Tensor and Pipeline Parallelism is not supported.

CPU Backend

We also support basic CPU inference for x86_64 platforms. The only supported data types are FP32 and BF16.

Requirements

Linux (or WSL on Windows)
Compiler: gcc/g++ >= 12.3.0
Instruct set: AVX2 or AVX512 (recommended)

Dockerfile

docker build -f Dockerfile.cpu -t aphrodite-cpu --shm-size=4g .
docker run -it \
  --rm \
  --network=host \
  --ipc=host \
  -p 2242:2242 \
  #--cpuset-cpus=<cpu-id-list, optional> \
  #--cpuset-mems=<memory-node, optional> \
  aphrodite-cpu

Building from Source

First, install the compiler to avoid potential issues.

sudo apt-get update
sudo apt-get install -y gcc-12 g++-12 libnuma-dev
sudo update-alternatives --install /usr/bin/gcc gcc /usr/bin/gcc-12 10 --slave /usr/bin/g++ g++ /usr/bin/g++-12

Then, install the requirements:

pip install -U pip
pip install wheel packaging ninja "setuptools>=49.4.0" numpy
pip install -v -r requirements/cpu.txt --extra-index-url http://download.pytorch.org/whl/cpu

Finally, install Aphrodite:

APHRODITE_TARGET_DEVICE=cpu python setup.py install

Intel Extension for PyTorch

You can massively boost the performance of the CPU backend by installing IPEX. Installation instructions are provided in the Dockerfile.cpu.

Performance tips

Aphrodite CPU backend uses env variable APHRODITE_CPU_KVCACHE_SPACE to specify the KV cache size in GBs.
We highly recommend using TCMalloc for high performance memory allocation and better cache locality. For example, on Ubuntu 22.04 you’d run:

sudo apt-get install libtcmalloc-minimal4
sudo find / -name *libtcmalloc*
export LD_PRELOAD=/usr/lib/x86_64-linux-gpu/libtcmalloc_minimal.so.4:$LD_PRELOAD

The CPU backend uses OpenMP for thread-parallel computation. If you want the best performance on CPU, it’ll be very critical to isolate CPU cores for OpenMP threads with other thread pools (like web-service event-loop), to avoid CPU oversubscription.
If using Aphrodite CPU backend on bare-metal, it’s recommended to disable hyper-threading.
If using Aphrodite CPU backend on a multi-socket machine with NUMA, make sure to set CPU cores and memory nodes, to avoid remote memory node access. numactl is a useful tool for this.

== RECORD LIST ==
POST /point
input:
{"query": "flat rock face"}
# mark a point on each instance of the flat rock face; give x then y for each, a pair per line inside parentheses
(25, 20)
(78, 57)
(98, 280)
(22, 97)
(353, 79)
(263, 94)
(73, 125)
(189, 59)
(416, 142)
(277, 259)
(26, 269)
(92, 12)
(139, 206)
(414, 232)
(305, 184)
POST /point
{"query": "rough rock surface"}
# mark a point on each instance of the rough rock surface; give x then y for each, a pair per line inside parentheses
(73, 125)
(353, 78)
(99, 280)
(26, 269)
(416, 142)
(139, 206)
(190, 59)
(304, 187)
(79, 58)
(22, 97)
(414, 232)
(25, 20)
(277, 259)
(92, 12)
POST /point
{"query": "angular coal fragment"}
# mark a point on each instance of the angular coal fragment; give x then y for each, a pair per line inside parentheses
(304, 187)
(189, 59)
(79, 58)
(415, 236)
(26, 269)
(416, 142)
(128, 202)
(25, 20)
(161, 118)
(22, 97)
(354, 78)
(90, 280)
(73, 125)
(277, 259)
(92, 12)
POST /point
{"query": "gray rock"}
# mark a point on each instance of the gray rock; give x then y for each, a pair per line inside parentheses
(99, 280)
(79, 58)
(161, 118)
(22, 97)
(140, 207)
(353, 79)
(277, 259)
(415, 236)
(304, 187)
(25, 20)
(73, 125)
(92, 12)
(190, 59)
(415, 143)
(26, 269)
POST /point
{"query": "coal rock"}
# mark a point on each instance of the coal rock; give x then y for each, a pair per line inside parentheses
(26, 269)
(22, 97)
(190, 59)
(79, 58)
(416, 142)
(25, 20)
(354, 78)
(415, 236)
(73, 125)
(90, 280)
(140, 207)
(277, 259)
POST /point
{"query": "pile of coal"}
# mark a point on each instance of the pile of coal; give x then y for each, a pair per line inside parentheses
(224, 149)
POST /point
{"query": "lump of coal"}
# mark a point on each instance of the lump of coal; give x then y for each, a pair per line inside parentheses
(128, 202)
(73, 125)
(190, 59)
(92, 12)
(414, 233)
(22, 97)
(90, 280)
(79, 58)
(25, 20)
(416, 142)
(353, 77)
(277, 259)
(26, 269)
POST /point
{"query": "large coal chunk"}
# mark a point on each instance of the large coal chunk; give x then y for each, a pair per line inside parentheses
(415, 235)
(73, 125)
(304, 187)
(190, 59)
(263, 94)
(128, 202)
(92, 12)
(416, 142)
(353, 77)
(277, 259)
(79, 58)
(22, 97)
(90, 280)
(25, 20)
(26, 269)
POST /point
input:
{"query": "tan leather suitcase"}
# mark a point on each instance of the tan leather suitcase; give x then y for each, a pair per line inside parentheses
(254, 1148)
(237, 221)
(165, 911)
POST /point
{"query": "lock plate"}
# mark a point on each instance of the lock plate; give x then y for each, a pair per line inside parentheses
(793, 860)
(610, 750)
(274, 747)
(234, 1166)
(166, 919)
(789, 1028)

== WHAT THIS EXERCISE ASKS ==
1. According to the CPU backend excerpt, why should the cores used for OpenMP threads be kept separate from other thread pools, such as a web-service event loop?
2. Which data types does the CPU backend excerpt list as the only ones supported?

== ANSWERS TO THE EXERCISE ==
1. The CPU backend uses OpenMP for thread-parallel computation. Isolating the OpenMP cores from other thread pools avoids CPU oversubscription, which the excerpt describes as very critical for getting the best performance on CPU.

2. FP32 and BF16.